WHAT YOU ARE ASKED TO DO:
Add 19 to every coordinate in the answer box, and write out all the lines of the material again, starting with the line containing "Detection target: tamarind dipping sauce" and going on through the line containing "left=346, top=539, right=825, bottom=826". Leave every other line and number unchanged, including the coordinates that only show the format.

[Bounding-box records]
--

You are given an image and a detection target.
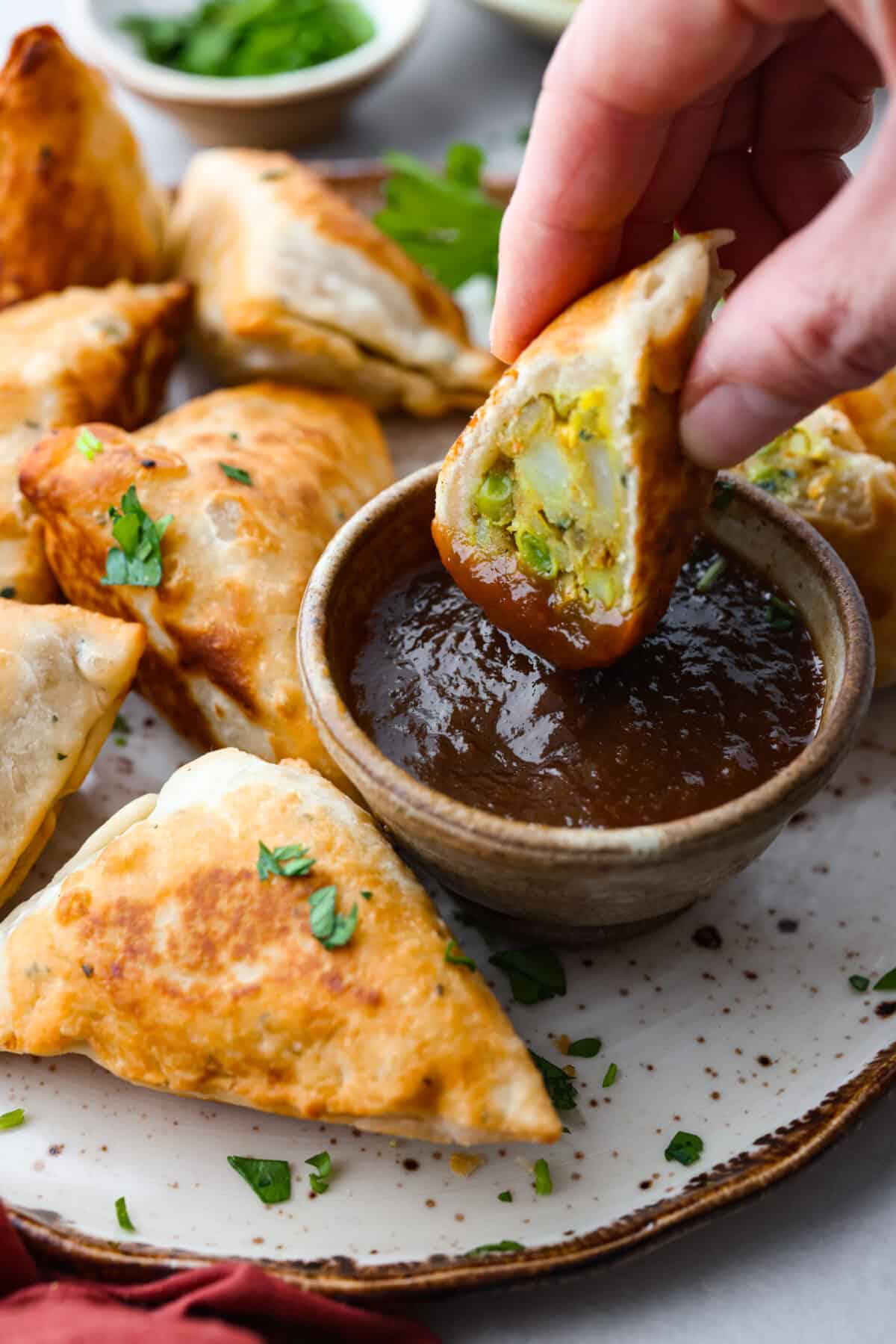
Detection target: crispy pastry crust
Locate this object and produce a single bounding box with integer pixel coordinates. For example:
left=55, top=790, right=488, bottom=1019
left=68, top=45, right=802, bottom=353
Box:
left=0, top=599, right=145, bottom=903
left=0, top=750, right=560, bottom=1142
left=738, top=404, right=896, bottom=687
left=432, top=231, right=732, bottom=668
left=20, top=383, right=392, bottom=781
left=0, top=25, right=165, bottom=306
left=172, top=149, right=501, bottom=415
left=0, top=281, right=190, bottom=602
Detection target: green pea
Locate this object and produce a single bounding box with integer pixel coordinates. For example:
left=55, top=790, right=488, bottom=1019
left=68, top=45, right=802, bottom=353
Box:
left=517, top=532, right=558, bottom=579
left=476, top=471, right=513, bottom=523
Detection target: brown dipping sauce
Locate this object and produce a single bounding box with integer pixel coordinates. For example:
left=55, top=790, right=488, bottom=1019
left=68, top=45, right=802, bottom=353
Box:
left=348, top=540, right=825, bottom=826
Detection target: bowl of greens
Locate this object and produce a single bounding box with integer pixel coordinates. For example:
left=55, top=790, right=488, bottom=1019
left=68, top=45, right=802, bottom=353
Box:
left=71, top=0, right=430, bottom=146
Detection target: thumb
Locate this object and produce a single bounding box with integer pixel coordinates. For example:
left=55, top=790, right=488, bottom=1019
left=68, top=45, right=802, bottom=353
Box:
left=681, top=109, right=896, bottom=468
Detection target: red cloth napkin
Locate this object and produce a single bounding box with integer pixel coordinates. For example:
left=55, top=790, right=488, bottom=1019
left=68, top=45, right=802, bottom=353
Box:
left=0, top=1206, right=439, bottom=1344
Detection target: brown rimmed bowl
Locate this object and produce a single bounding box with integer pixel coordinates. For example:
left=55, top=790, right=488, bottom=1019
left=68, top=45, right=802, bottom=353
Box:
left=298, top=464, right=874, bottom=942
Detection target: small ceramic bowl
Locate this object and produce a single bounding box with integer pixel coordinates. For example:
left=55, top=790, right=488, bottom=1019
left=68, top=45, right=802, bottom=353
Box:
left=69, top=0, right=432, bottom=149
left=298, top=465, right=874, bottom=942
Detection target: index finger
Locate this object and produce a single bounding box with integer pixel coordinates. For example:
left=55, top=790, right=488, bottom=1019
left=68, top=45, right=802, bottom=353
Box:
left=491, top=0, right=827, bottom=360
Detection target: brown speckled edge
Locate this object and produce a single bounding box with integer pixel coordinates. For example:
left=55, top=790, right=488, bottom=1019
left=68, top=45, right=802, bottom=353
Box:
left=8, top=1043, right=896, bottom=1300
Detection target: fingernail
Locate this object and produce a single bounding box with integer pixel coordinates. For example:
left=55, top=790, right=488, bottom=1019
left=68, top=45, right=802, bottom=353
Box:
left=681, top=383, right=812, bottom=469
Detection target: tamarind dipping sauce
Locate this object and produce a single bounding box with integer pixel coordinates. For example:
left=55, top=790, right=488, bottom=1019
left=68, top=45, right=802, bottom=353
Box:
left=346, top=539, right=825, bottom=826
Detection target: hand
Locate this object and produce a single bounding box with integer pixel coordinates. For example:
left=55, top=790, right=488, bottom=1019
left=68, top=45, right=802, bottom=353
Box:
left=491, top=0, right=896, bottom=468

--

PROBLEM SOLUTION:
Detection target: tamarind dipping sauce
Locate this object and produce a single bounding box with integer pixel coordinates. For example:
left=55, top=790, right=488, bottom=1019
left=68, top=45, right=802, bottom=353
Box:
left=365, top=558, right=844, bottom=845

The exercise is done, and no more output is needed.